**Excerto do documento**

####

2013-04-10



Risoleta C Pinto Pedro


Sentadas ambas à soleira da porta

Acontece-me com frequência, enquanto escritora, escrever coisas de que não tenho a mínima consciência, que não percebo e que até me aparecem, quando depois me leio, às vezes anos mais tarde, como profundamente perturbadoras.

Foi o caso de algo que escrevi no meu terceiro livro O Aniversário, tão perturbador que hoje não consigo, sequer, transcrevê-lo aqui. Foi alvo de análise arguta do Dr. António Bento, generoso ser, reconhecido psiquiatra, num prefácio a um livrinho que mais tarde incluiu apenas, por escolha da Padrões Culturais, o último capítulo desse anterior livro, como uma espécie de conto autónomo que, reconheço, também pode ser.

Era uma passagem relativa às mães e aos filhos, e só recentemente a compreendi. Respirei de alívio. Mas ainda não o suficiente, por ainda não conseguir transcrevê-la. Uma mãe que, como eu, perdeu um filho, sem ao menos a benesse de se poder preparar para isso, se é que alguém alguma vez se consegue preparar para tal, um filho que partiu sem ao menos fazer as malas (depois percebi que para o lugar para onde ia precisava de ir muito leve), uma mãe assim, guarda, se não para sempre, pelo menos durante algum tempo, um enorme e insuportável sentimento de culpa. Por não ter conseguido conservar a vida que pensava ter dado ao seu filho. Reside aí o equívoco. Não foi ela que lhe deu a vida, ela apenas foi um gineceu, não foi ela que lha retirou, ela apenas foi uma testemunha. Mas uma mãe ainda não refeita de um tsunami deste tipo não consegue ver isso.

Uma mãe que, de alguma forma, pode criar (seja pela escrita ou por qualquer outro meio, que não há criações mais ou menos nobres, há Criação), pode ir-se confrontando com as sombras que a propósito da sua dor, mesmo sem ter consciência disso, vai gerando. É pela sombra que nos salvamos, é a sombra que nos salva. É a sombra que nos mostra do que somos habitados, porque é ela que nos habita.

####

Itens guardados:
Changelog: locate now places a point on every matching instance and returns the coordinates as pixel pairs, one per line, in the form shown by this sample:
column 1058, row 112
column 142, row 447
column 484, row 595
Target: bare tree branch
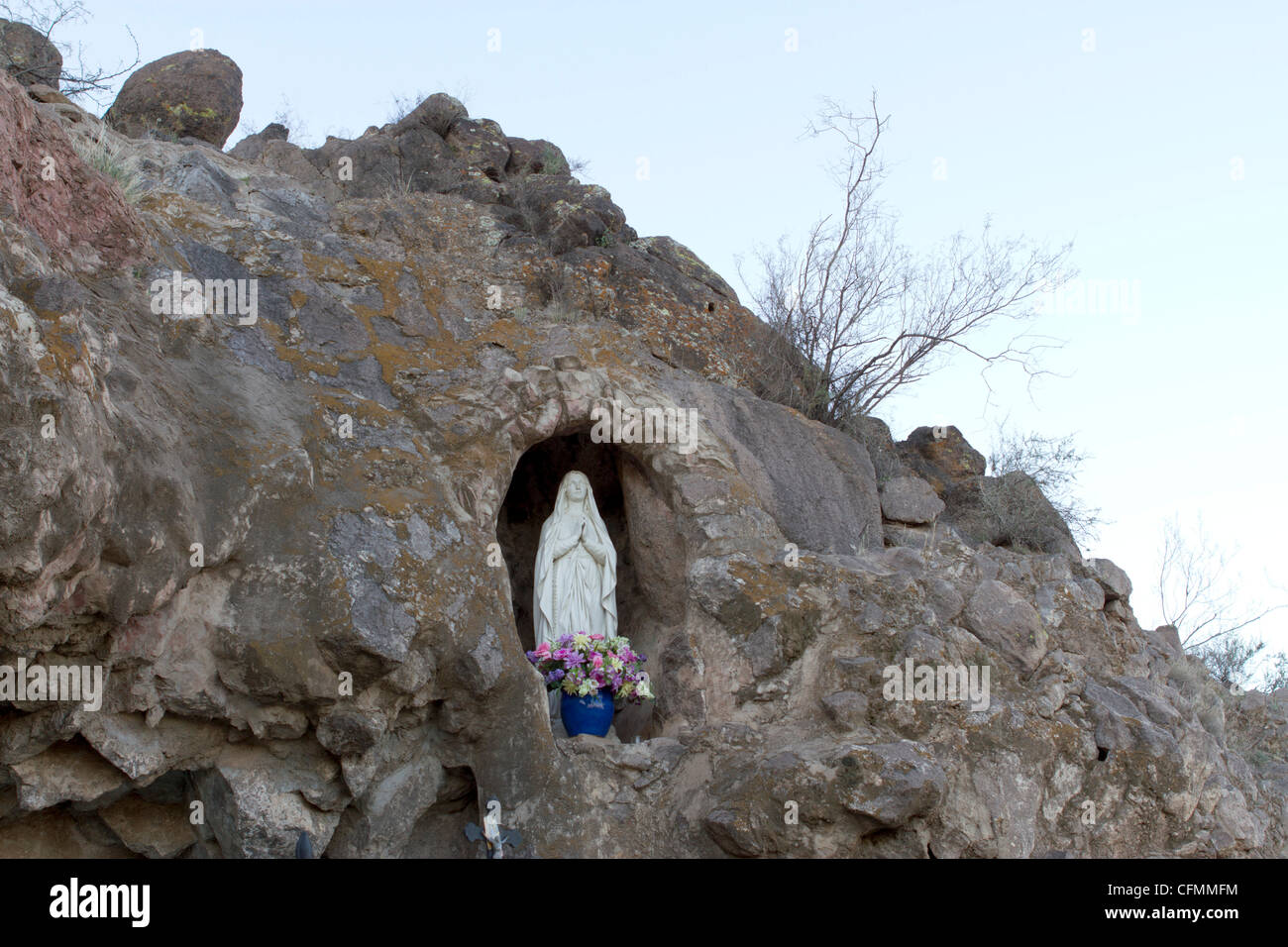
column 858, row 316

####

**Enunciado**
Continue o texto sobre a culpa de uma mãe que perdeu um filho e sobre a escrita, a partir da última frase apresentada.

**Resposta**
A essas sombras fomo-las recebendo paulatinamente dentro de nós, tão lentamente que não nos apercebemos do volume e espessura que já ocupavam na casa e no sótão, no corpo e na mente. A ponto de se tornarem insuportáveis e de um dia, consoante a nossa capacidade para suportar intrusos dentro de casa, lhes permitirmos que vão saindo, e cá fora, sentadas ambas à soleira da porta, logo, à luz, apercebemo-nos de quanto têm para nos contar acerca de nós e de como, afinal, não são assustadoras, mas pequenos entes cheios de medo de ser abandonados. É preciso indicar-lhes o caminho e dizer-lhes que liberdade não é abandono. Assim vamos limpando a casa e permitindo que pelas janelas amplamente abertas, entre quem aí tem assento, por direito: nós, digo, a luz, digo, nós.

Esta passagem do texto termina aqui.